Exercise requirements –
(a) In the Perl forum thread on substring selection, which single substring does the asker want from the string AGRTGAXWXX?
(b) Carry on the Perl forum thread on substring selection from the point where it stops.

Selected extract –
BhariD has asked for the wisdom of the Perl Monks concerning the following question:

I am working with a string consisting of characters A-Z and four characters A,C,G,and T are of particular interest. I am trying to extract substrings from the string that qualifies the following conditions:

1] Distance between A,C,G, or T to any other A,C.G, or T should be 0 to 8 characters.

for example: string: AGRTGAXWXX

substrings: AG, AGRT, AGRTGA, GRT, GRTG, GRTGA, TG, TGA, GA

2] I want the maximum length substring possible, in above example,

string: AGRTGAXWXX

I would just want the substring: AGRTGA

as all the other substrings are part of this longest substring and this has the maximum distance between A and A within the distance allowed.

I have this so far: can anyone help please?

#!/usr/bin/perl use strict; use warnings; my %uniq=(); my $string = 'ACRMGAHKMAHGTXX'; substr($string, $_, 10 ) =~ m[([AGTC].{0,8}[AGTC])] and ++$uniq{ $1 } for 0 .. length( $string )-1; for my $key (keys %uniq){ print $key, "\n"; } #above code outputs the following: GAHKMAHG CRMGAHKMA AHGT AHKMAHGT GT GAHKMAHGT ACRMGAHKMA #and I only want the following: ACRMGAHKMA GAHKMAHGT

Anyone has any suggestions? Thanks!

  • Comment on substring selection from a string on certain qualifying conditions
  • Download Code

Replies are listed 'Best First'.
Re: substring selection from a string on certain qualifying conditions
by BrowserUk (Patriarch) on Dec 08, 2010 at 18:32 UTC

    A few more examples would be good, but this produces the desired output for the two you given:

    C:\test>876075 AGRTGAXWXX : [ AGRTGA ] ACRMGAHKMAHGTXX : [ GAHKMAHGT, ACRMGAHKMA ]
    #! perl -slw use strict; use Data::Dump qw[ pp ]; sub maxMatches { my $s = shift; my %uniq; LOOP: for my $o ( 0 .. length( $s ) - 10 ) { my( $match ) = $s =~ m[.{$o}([ACGT].{0,8}[ACGT])]; m[$match] and next LOOP for keys %uniq; $uniq{ $match }++; } return keys %uniq; } while( <DATA> ) { chomp; printf "$_ : [ %s ]\n", join ', ', maxMatches( $_ ); } __DATA__ AGRTGAXWXX ACRMGAHKMAHGTXX

    Examine what is said, not who speaks -- Silence betokens consent -- Love the truth but pardon error.
    "Science is about questioning the status quo. Questioning authority".
    In the absence of evidence, opinion is indistinguishable from prejudice.

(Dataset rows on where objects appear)
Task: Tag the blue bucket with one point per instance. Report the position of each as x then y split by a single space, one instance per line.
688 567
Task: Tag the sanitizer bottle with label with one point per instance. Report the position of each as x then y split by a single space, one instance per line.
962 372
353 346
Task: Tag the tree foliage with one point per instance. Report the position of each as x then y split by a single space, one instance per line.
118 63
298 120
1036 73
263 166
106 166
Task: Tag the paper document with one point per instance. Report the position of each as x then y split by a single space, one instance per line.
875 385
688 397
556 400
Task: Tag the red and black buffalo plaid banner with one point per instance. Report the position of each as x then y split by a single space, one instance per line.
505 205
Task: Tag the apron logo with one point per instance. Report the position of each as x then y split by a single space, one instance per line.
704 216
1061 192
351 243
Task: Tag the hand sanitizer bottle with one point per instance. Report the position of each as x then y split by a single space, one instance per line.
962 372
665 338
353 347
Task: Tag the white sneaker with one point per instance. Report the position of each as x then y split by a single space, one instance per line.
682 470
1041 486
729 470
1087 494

The responses –
(a) AGRTGA

(b)
Re: substring selection from a string on certain qualifying conditions
by ikegami (Patriarch) on Dec 08, 2010 at 19:29 UTC
    What should the following return?
    AXXAXXAXXXXXXXXXXXXXXAXXA

    "AXXAXXA" and "AXXA", or just "AXXAXXA"?

      If this is the input string: AXXAXXAXXXXXXXXXXXXXXAXXA

      Output should be:

      AXXAXXA and

      AXXA (AXXA from the end of the string)

        Any more unstated rules? :)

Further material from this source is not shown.